* [CONSIGNE A]: D'après la critique de La Nuée, en quoi Virginie vient-elle de reconvertir son exploitation familiale ?

═══ EXTRAIT

1001 PATTES
Annoncé comme l’ambassadeur d’un cinéma de genre français dévoilant de nouveaux appétits, La Nuée aurait dû fondre sur la Croisette en 2020. Le film en a été privé, la faute à la même crise sanitaire qui l’empêcha de sortir sur les grands écrans hexagonaux. Des mois plus tard et alors que la réouverture des salles a accueilli des propositions françaises aussi stimulantes et prometteuses que Méandre ou Le Dernier Voyage, les sauterelles de Just Philippot débarquent dans les salles obscures.
Avant ce premier long-métrage, le jeune metteur en scène a dirigé plusieurs courts-métrages, notamment le remarqué Acide, dans lequel une famille faisait de son mieux pour échapper à une averse corrosive, laquelle mettait à nu les conflits les (dés)unissant au moins autant que les chairs. C’est une équation similaire qui préside à la narration de La Nuée, et qui compose en grande partie sa réussite. Oui, cette histoire d’élevage de sauterelles pas comme les autres s’assume fièrement comme un film d’horreur, mais comme d’une horreur qui prend avant tout racine dans ses protagonistes, et dans les épreuves qu’ils traversent.
Le bonheur n’est pas du tout dans le pré
Nous suivons ici Virginie, agricultrice veuve et mère de deux enfants, qui tient à bout de bras l’exploitation familiale qu’elle vient de reconvertir en élevage de sauterelles. Parce qu’elle ne peut abandonner cette entreprise qui l’essouffle et la dévore, cette dernière commence à prendre des proportions inattendues, qui amènent rapidement l’intrigue au carrefour de la science-fiction et de l’horreur corporelle chères à David Cronenberg.
Un terrain d’autant plus propice que la mise en scène sait se plonger avec précision dans le quotidien d’une ferme en déroute, sur les corps qui ploient pour en effectuer les tâches, souvent ingrates, toujours exténuantes. Philippot use de la géographie de son décor, faussement fécond, puissamment sauvage, et des rares humains qui le peuplent.
Un élevage qui ne manque pas d’estomac
MANDIBULES WITH A VENGEANCE
Constatant la fatigue, saisissant la naissance des névroses et la gestation des monstres, il avance pas à pas, par petites touches, filmant d’abord les corps chitineux des sauterelles comme une forme d’altérité radicale, menaçante par essence. Puis, insidieusement, le vrombissement des ailes, la mélopée des tarses, s’accrochant à la moindre surface ou le frottis des antennes composent une toile de fond qui contamine tout le récit. Parallèlement, la pression économique et familiale progresse de manière exponentielle, cartographiant un espace saturé de tensions et de souffrances.

══════
═══ DONNÉES SOURCES

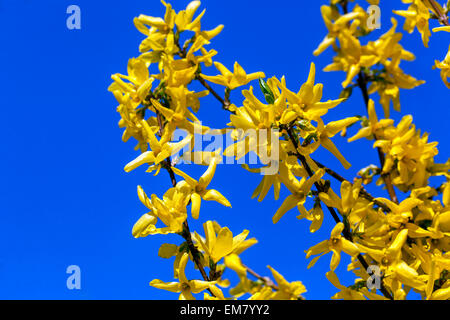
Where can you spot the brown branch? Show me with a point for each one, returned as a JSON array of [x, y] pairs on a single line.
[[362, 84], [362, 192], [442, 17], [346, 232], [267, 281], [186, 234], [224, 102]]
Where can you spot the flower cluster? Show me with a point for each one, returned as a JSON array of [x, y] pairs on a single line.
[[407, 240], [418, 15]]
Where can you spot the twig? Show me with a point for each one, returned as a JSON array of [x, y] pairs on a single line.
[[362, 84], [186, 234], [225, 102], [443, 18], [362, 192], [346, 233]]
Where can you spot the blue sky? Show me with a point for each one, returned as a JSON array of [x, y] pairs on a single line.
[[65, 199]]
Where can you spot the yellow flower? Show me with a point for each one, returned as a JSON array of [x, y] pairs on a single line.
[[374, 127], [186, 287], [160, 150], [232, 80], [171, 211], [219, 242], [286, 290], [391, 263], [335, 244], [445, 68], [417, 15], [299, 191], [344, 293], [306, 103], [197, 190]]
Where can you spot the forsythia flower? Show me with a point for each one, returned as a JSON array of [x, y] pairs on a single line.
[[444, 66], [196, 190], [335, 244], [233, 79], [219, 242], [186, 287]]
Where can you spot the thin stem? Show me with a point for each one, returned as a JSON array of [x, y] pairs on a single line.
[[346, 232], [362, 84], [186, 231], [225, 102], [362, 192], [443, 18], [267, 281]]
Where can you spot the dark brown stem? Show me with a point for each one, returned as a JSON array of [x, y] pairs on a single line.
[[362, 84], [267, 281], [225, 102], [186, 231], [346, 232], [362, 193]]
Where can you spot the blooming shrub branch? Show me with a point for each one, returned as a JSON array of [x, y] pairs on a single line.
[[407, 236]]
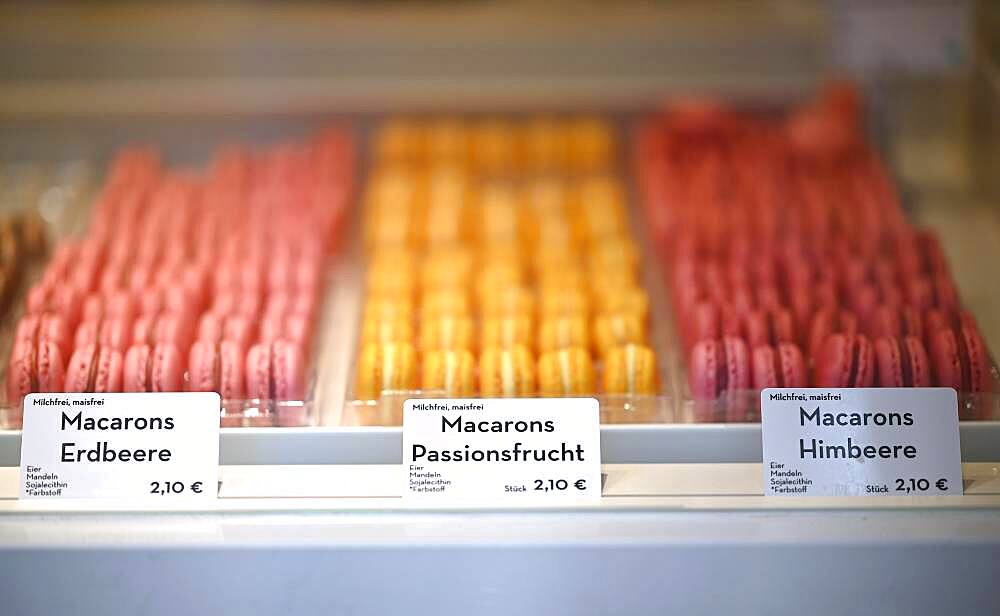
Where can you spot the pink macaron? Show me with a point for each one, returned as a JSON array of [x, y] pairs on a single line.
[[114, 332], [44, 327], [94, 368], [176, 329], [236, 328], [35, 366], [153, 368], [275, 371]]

══════
═══ DONNÉES SOURCES

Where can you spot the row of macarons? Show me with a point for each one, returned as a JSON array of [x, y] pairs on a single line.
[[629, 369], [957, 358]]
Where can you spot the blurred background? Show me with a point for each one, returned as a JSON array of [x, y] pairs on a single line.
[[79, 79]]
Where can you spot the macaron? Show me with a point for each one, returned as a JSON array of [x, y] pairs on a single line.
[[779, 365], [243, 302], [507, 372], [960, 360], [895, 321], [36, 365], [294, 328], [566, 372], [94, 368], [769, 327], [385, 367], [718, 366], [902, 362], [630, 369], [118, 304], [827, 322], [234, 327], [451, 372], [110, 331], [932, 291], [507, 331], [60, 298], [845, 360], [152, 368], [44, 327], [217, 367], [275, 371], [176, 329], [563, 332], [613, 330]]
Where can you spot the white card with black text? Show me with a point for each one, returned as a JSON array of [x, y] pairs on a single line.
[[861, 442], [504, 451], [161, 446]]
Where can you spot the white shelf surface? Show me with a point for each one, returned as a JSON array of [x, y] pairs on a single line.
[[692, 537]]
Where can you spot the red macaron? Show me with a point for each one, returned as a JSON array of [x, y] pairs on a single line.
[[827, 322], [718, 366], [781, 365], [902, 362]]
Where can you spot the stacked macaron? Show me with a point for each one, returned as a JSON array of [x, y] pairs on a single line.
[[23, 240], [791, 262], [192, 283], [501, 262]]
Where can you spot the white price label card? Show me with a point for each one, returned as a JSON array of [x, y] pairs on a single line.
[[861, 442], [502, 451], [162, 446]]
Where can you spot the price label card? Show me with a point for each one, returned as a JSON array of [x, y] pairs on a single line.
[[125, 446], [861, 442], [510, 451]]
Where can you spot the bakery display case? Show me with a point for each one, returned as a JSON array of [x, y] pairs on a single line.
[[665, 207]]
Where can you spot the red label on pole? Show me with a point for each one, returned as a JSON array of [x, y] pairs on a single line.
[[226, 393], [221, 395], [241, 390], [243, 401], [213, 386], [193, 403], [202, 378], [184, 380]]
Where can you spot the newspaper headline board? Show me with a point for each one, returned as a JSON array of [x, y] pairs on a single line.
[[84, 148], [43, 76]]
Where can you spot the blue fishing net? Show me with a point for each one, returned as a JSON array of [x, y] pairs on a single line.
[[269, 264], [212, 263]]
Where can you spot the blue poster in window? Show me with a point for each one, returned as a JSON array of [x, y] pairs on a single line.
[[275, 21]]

══════

* [CONSIGNE B]: Recopiez à l'identique la partie des entrées qui s'ouvre sur la ligne contenant « Where can you spot the blue sky? » et se ferme sur la ligne contenant « 368], [275, 371]] », ces deux lignes comprises. N'incluez pas les images.

* [RÉPONSE ATTENDUE A]: En élevage de sauterelles.

* [RÉPONSE ATTENDUE B]:
Where can you spot the blue sky? Show me with a point for each one, returned as a JSON array of [x, y] pairs on a single line.
[[65, 199]]
Where can you spot the yellow flower? Show me with a point for each one, returned as a JSON array of [x, y] pairs on a single line.
[[374, 127], [186, 287], [160, 150], [232, 80], [171, 211], [219, 242], [286, 290], [391, 263], [335, 244], [445, 68], [417, 15], [299, 191], [344, 293], [306, 103], [197, 190]]
Where can you spot the forsythia flower? Show me with a point for each one, returned as a JSON array of [x, y] pairs on a single line.
[[444, 66], [196, 190], [335, 244], [233, 79], [219, 242], [186, 287]]
Where can you spot the thin stem? Show me with a point for each one, returned as a JSON array of [x, y] pairs on a single line.
[[346, 232], [362, 84], [186, 231], [225, 102], [362, 192], [443, 18], [267, 281]]
Where can you spot the dark brown stem? Show me with a point for each one, returned as a JSON array of [x, y] pairs on a single line.
[[362, 84], [267, 281], [225, 102], [186, 231], [346, 232], [362, 193]]
Where can you spot the blooming shrub branch? Show me with a point for each one, returned as a JSON array of [x, y] pairs on a single line.
[[407, 236]]
Where can you spot the pink macaron? Show me with a point for each one, returned as a JSON array of [x, y] pairs on a single line.
[[114, 332], [44, 327], [94, 368], [176, 329], [236, 328], [35, 366], [153, 368], [275, 371]]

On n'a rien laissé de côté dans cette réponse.